=== Section Start ===
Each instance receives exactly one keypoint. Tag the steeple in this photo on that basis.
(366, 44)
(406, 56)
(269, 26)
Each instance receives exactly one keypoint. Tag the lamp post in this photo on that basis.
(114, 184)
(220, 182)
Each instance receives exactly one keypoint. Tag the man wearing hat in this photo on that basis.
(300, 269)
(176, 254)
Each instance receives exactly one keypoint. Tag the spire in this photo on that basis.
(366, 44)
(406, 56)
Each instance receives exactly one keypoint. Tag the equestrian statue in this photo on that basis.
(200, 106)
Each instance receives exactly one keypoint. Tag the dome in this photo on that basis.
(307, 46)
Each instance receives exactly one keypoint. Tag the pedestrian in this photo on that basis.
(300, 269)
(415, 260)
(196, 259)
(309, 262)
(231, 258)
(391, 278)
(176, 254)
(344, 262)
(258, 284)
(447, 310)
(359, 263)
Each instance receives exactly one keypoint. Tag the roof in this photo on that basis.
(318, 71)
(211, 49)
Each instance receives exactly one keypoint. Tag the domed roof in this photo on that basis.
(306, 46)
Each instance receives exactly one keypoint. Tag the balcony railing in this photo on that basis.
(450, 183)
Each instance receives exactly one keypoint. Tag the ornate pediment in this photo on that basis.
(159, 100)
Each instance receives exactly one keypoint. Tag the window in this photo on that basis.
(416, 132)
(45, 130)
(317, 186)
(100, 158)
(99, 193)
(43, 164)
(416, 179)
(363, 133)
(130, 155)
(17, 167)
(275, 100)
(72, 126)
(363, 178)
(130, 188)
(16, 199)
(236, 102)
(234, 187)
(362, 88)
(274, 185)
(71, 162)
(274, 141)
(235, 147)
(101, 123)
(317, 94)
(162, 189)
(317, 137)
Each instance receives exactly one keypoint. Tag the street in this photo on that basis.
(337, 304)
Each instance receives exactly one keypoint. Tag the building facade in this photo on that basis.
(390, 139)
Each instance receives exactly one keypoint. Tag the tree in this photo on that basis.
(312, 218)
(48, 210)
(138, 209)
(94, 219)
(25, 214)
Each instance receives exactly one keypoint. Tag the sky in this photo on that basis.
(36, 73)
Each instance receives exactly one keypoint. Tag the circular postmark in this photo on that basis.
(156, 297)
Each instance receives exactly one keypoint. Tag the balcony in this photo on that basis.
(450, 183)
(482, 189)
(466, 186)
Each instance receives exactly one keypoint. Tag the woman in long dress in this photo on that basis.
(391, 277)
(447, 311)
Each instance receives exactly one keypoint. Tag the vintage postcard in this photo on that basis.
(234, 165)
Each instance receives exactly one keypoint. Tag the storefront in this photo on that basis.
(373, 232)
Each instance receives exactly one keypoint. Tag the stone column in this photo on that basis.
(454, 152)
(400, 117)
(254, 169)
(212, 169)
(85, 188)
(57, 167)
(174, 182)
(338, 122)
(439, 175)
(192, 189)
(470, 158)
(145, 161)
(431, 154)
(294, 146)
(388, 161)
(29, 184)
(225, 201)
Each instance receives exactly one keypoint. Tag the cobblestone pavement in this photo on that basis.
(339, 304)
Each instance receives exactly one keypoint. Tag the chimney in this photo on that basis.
=== Section End ===
=== Section Start ===
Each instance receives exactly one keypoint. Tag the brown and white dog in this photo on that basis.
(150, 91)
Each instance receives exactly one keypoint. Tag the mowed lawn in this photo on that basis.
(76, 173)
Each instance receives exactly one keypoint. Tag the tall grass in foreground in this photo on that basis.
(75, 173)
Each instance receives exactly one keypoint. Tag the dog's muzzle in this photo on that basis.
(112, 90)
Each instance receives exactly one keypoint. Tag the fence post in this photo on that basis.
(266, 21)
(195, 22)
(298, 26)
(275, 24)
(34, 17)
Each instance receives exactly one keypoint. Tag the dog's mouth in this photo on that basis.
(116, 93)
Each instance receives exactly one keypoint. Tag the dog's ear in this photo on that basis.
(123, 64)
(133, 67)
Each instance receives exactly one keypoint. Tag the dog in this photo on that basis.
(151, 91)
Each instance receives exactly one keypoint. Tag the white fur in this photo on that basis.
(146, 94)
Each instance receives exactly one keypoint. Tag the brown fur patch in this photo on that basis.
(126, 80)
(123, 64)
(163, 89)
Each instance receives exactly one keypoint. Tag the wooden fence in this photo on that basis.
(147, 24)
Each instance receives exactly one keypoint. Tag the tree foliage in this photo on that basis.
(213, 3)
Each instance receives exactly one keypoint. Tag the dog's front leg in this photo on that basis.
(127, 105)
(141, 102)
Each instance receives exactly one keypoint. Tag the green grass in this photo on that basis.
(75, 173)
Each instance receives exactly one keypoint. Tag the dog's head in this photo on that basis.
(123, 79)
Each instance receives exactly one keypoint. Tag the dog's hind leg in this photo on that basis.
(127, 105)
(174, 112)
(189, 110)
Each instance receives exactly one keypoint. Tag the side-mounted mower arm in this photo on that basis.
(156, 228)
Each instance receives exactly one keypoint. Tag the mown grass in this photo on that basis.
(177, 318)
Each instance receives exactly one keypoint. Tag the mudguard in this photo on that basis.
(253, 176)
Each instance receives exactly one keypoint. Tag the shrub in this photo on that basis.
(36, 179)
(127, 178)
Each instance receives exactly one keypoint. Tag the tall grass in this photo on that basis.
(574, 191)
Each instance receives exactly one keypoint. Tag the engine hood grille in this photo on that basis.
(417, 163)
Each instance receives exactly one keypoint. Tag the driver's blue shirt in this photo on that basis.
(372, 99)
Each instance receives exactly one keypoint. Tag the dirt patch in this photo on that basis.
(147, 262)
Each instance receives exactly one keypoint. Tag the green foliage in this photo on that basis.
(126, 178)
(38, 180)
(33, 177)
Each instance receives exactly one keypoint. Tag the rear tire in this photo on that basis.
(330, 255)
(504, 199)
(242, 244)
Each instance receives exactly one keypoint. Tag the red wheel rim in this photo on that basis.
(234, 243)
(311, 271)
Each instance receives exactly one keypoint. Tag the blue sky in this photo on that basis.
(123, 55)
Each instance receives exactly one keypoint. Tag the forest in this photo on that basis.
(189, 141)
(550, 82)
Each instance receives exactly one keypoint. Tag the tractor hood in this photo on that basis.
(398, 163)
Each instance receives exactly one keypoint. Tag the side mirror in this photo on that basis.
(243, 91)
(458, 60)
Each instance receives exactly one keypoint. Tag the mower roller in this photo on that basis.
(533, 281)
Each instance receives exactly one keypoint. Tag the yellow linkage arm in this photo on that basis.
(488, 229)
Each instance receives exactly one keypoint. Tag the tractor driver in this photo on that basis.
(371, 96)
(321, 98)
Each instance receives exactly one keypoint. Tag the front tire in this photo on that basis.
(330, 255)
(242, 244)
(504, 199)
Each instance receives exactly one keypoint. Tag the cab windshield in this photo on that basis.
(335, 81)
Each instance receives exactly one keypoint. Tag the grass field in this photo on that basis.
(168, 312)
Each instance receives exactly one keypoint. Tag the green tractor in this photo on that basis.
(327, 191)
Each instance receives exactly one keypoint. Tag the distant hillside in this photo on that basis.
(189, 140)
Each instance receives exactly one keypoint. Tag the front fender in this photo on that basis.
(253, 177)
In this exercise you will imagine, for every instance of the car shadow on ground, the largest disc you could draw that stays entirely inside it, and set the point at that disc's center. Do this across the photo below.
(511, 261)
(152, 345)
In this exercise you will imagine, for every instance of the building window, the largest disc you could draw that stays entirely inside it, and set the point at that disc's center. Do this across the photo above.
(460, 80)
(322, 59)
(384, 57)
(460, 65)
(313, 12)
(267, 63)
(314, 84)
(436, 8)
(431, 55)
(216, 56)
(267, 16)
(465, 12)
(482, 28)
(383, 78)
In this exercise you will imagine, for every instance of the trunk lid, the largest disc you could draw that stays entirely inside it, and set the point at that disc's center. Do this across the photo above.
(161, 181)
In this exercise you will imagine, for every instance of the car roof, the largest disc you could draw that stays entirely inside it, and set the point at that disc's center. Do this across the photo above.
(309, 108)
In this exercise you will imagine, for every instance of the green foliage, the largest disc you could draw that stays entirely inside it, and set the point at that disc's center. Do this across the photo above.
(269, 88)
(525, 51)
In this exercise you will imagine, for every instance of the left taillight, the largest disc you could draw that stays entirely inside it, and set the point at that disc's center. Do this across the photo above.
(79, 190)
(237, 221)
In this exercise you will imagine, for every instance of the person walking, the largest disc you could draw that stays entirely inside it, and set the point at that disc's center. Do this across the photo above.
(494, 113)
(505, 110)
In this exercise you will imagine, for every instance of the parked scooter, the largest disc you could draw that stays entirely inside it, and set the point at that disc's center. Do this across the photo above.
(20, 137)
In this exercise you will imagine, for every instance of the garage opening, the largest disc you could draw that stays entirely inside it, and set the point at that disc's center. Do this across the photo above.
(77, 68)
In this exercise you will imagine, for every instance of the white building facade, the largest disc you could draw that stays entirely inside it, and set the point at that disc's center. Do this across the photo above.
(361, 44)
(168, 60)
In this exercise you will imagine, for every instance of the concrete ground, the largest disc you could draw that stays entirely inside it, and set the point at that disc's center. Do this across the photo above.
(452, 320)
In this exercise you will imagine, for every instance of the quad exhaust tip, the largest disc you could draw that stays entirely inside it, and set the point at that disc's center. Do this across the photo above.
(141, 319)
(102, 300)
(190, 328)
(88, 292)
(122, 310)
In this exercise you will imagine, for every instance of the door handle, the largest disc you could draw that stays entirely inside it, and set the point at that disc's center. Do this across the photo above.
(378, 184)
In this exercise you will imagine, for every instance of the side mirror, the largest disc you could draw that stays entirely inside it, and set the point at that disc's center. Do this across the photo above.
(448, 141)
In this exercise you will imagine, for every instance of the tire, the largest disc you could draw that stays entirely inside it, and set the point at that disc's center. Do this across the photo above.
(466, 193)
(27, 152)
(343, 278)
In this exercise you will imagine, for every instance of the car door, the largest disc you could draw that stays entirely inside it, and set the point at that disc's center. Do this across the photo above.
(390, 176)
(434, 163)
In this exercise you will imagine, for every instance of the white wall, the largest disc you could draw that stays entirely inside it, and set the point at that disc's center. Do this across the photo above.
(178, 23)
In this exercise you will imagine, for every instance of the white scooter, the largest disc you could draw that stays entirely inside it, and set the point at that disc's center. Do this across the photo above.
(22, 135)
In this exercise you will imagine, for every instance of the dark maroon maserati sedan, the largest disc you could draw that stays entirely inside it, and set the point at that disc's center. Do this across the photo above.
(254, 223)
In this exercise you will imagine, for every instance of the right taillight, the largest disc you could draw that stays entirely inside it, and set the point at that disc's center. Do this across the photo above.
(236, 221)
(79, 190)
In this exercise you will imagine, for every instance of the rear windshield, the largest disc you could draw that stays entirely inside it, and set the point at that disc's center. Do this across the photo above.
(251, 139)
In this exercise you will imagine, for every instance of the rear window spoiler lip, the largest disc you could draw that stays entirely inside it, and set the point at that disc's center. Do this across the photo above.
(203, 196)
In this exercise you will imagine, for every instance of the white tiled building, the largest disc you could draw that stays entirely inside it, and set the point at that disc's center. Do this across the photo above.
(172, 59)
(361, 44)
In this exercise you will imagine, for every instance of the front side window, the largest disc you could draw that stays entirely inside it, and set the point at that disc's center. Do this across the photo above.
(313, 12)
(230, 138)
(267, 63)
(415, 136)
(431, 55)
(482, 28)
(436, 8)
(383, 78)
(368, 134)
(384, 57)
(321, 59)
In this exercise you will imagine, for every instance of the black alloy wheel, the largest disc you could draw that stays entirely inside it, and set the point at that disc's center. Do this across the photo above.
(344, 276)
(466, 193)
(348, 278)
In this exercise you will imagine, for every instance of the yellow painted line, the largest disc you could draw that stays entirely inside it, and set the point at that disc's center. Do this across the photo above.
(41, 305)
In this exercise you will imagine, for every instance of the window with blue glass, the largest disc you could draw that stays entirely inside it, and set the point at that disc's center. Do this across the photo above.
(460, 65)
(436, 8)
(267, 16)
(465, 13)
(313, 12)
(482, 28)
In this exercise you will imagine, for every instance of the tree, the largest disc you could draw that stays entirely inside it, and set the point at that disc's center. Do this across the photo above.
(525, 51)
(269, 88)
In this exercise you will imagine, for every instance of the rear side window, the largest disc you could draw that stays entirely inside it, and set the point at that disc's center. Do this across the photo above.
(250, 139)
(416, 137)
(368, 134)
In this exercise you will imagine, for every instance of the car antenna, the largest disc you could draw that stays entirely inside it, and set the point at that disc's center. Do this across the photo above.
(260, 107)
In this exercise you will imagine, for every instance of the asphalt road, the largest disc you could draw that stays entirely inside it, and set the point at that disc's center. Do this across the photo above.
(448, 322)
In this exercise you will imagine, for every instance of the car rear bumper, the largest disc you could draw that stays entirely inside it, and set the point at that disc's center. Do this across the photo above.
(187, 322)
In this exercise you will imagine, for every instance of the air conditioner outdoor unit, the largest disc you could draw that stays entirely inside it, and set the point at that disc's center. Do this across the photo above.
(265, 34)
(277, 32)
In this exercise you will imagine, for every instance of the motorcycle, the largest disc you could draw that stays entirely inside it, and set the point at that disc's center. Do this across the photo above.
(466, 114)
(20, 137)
=== Section End ===
▸ AIM OF THE TASK:
Would you copy, unchanged, the stretch of the records above that begins at the line containing "Each instance receives exactly one keypoint. Tag the street" and ends at the line containing "Each instance receives exactly one keypoint. Tag the chimney", and only that?

▸ REPLY TO THE TASK:
Each instance receives exactly one keypoint. Tag the street in this photo on that basis.
(337, 304)
Each instance receives exactly one keypoint. Tag the building facade in this photo on that basis.
(390, 139)
Each instance receives exactly one keypoint. Tag the tree in this photo on that basis.
(312, 218)
(48, 210)
(138, 209)
(94, 219)
(25, 214)
Each instance receives exactly one keypoint. Tag the sky in this photo on that basis.
(36, 73)
Each instance receives exactly one keypoint. Tag the circular postmark in this photo on that basis.
(156, 297)
Each instance receives exactly one keypoint. Tag the balcony in this photo on that basis.
(450, 183)
(482, 189)
(466, 186)
Each instance receives exactly one keypoint. Tag the woman in long dress in this photo on that basis.
(391, 277)
(447, 311)
Each instance receives exactly one keypoint. Tag the vintage postcard in this photo on that basis.
(234, 165)
Each instance receives exactly one keypoint. Tag the storefront in this photo on that basis.
(373, 232)
Each instance receives exactly one keypoint. Tag the stone column in this photo on that basis.
(454, 152)
(400, 117)
(254, 169)
(212, 169)
(85, 188)
(57, 167)
(174, 182)
(338, 122)
(439, 175)
(192, 189)
(470, 158)
(145, 161)
(431, 154)
(294, 146)
(388, 161)
(29, 184)
(225, 201)
Each instance receives exactly one keypoint. Tag the cobblestone pavement in this photo on that basis.
(339, 304)
Each instance receives exactly one keypoint. Tag the chimney in this photo on that basis.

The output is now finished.